Adventures in Ethics and Science

When collaboration ends badly.

Back before I was sucked into the vortex of paper-grading, an eagle-eyed Mattababy pointed me to a very interesting post by astronomer Mike Brown. Brown details his efforts to collaborate with another team of scientists who were working on the same scientific question he was working on, what became of that attempted collaboration, and the bad feelings that followed when Brown and the other scientists ended up publishing separate papers on the question.

Here’s how Brown lays it out:

You would think that two papers that examine the same set of pictures from the Cassini spacecraft to map clouds on Titan would come up with the same answers, but they don’t. And therein lies the root of the problem. When the main topic of a paper is where there are and aren’t clouds on Titan and you sometimes say there are clouds when there aren’t and there aren’t clouds when there are, well, then you have a problem. They have a problem, since theirs is the paper that makes the mistakes. So why are they mad at me? I think perhaps I know the answer, and, perhaps I even think they might have some justification. Let me see if I can sort it out with a little of the convoluted history.

I started writing my paper about 18 months ago. A few months later I realized the other team was writing the exact same paper. Rather than write two identical papers, I joined there team and the two papers merged. The problem was that as I worked with their team through the summer, it became clear that their analysis was not very reliable. I spent hours going over pictures in details showing them spots where there were or were not clouds in contradiction to their analysis. Finally I came to the conclusion that their method of finding clouds and thus their overall paper was unsalvageable. I politely withdrew my name from their paper and explained my reasons why in detail to the senior members of the team overseeing the paper. I then invited them to join me in my analysis done in a demonstratively more accurate way. The senior member of the team agreed that it seemed unlikely that their method was going to work and he said they would discuss and get back to me.

To-do list —
1) Answer from the blog post:
(a) Which spacecraft took the pictures that both papers examined?
(b) About how long ago did Brown start writing his paper?
(c) To whom did Brown explain his reasons for withdrawing his name?
2) Duplicate the passage of the blog post from "When collaboration ends" to "on the question.".
Work from the blog post alone.

Supplied entries —
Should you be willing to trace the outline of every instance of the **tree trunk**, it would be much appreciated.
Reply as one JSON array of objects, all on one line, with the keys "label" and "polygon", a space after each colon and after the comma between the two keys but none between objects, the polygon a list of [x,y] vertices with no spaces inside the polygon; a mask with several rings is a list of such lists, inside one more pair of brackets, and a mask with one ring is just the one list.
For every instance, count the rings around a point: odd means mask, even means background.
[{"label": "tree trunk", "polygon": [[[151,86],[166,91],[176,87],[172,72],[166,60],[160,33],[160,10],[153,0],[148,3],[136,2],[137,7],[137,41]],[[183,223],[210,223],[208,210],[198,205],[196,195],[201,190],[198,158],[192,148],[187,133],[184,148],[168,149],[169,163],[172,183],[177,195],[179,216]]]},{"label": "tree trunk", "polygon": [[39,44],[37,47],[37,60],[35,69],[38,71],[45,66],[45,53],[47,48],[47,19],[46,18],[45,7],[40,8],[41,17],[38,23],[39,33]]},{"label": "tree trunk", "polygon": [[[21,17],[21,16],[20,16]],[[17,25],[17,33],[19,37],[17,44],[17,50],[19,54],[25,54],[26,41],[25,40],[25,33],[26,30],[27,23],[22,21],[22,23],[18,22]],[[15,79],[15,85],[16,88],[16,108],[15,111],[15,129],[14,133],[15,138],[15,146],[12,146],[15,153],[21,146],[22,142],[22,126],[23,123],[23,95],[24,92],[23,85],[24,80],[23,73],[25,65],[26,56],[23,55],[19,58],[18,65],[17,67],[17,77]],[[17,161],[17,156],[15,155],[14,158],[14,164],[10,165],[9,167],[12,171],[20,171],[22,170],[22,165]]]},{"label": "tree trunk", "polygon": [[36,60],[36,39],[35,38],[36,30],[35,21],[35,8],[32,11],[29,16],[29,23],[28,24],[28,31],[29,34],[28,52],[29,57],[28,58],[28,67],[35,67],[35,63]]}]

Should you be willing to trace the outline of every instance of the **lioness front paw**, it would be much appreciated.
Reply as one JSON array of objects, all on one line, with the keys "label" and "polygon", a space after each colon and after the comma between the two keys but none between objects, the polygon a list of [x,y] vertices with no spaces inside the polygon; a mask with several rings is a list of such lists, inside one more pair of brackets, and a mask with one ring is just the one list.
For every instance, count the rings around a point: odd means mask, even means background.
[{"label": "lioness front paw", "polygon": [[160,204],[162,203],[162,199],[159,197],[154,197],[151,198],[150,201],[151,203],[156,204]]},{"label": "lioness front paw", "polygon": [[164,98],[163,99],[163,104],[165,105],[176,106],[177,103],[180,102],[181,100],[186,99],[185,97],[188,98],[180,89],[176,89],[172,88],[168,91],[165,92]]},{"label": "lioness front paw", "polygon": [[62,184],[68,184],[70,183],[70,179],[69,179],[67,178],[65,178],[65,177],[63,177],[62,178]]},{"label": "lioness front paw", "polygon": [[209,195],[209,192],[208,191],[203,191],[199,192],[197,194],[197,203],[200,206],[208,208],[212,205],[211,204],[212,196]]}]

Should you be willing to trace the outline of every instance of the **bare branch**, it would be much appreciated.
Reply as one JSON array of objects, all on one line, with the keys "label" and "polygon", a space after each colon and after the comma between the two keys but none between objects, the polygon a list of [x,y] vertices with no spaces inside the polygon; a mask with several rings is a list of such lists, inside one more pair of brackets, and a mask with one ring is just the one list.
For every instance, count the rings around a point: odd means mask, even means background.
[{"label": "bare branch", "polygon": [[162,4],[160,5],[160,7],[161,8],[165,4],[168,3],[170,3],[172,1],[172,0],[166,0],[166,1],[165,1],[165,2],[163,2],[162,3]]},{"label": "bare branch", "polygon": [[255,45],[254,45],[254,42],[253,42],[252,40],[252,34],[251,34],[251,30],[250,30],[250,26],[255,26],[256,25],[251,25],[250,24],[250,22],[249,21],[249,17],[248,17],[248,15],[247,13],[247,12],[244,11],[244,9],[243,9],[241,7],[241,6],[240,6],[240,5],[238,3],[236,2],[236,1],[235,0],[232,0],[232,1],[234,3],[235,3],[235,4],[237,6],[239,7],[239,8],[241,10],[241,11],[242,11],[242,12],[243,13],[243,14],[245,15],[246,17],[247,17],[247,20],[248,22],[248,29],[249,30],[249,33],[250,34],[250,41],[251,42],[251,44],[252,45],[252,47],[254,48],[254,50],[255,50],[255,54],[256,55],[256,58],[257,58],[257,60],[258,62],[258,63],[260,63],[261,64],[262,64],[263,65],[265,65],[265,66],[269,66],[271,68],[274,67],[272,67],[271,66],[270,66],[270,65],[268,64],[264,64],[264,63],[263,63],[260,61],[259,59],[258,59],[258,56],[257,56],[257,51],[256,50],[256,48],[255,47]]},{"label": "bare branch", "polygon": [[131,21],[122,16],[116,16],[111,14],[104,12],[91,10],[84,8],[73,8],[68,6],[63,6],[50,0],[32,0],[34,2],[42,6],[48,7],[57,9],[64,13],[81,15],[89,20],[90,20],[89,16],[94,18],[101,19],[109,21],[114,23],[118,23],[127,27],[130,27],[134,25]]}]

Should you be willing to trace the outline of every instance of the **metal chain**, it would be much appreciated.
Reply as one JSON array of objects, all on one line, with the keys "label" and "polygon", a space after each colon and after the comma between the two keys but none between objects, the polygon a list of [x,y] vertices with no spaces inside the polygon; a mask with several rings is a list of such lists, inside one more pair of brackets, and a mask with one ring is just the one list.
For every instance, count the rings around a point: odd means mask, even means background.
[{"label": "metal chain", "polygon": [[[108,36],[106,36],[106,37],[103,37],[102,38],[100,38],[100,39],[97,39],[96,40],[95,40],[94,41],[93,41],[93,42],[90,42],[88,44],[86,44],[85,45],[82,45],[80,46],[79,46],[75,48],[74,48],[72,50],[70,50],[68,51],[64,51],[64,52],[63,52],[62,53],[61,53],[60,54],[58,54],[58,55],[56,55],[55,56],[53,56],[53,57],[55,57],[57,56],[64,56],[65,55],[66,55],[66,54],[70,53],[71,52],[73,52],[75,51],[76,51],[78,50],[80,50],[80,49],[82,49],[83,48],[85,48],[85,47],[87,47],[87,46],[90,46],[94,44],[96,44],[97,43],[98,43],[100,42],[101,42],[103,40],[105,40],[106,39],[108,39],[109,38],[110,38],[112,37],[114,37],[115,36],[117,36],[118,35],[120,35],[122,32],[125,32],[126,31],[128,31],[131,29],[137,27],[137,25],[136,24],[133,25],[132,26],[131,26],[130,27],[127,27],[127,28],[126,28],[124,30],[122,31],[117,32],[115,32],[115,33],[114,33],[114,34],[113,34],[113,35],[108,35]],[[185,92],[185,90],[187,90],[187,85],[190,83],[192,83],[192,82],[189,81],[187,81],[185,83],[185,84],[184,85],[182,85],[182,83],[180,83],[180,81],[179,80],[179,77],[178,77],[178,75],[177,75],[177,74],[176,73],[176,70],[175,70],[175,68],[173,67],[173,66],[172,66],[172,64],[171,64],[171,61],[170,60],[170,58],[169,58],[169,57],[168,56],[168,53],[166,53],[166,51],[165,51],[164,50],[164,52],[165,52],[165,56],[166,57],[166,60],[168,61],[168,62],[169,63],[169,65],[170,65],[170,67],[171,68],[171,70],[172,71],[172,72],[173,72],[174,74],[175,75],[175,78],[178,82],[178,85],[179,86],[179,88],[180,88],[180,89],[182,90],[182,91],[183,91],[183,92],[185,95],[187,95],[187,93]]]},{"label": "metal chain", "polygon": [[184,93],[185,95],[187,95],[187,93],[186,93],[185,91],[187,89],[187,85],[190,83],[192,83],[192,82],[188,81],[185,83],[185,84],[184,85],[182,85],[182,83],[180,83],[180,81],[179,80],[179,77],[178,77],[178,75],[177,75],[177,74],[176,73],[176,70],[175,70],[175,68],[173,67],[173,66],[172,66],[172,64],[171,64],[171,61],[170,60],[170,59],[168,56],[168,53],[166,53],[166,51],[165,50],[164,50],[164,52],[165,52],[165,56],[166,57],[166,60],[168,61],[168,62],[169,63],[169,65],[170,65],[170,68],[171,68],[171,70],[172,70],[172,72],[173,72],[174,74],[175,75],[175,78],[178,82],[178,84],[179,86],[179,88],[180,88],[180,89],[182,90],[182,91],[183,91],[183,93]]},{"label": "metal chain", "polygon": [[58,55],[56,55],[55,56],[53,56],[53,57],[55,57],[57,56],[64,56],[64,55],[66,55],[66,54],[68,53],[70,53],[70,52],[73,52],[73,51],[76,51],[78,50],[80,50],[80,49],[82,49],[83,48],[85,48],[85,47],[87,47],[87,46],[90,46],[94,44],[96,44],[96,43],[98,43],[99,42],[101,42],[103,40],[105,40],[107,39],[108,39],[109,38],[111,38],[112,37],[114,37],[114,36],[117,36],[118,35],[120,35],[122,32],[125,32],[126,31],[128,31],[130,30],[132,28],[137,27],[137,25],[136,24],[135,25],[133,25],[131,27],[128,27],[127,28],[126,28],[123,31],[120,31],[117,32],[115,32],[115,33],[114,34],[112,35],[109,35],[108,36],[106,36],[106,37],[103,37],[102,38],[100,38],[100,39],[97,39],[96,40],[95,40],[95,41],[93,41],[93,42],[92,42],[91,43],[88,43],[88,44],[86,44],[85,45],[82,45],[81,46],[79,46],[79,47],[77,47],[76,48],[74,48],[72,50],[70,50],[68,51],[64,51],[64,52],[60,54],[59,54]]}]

Task-by-task solutions —
1)
(a) The Cassini spacecraft.
(b) About 18 months ago.
(c) The senior members of the team overseeing the paper.

2)
When collaboration ends badly.

Back before I was sucked into the vortex of paper-grading, an eagle-eyed Mattababy pointed me to a very interesting post by astronomer Mike Brown. Brown details his efforts to collaborate with another team of scientists who were working on the same scientific question he was working on, what became of that attempted collaboration, and the bad feelings that followed when Brown and the other scientists ended up publishing separate papers on the question.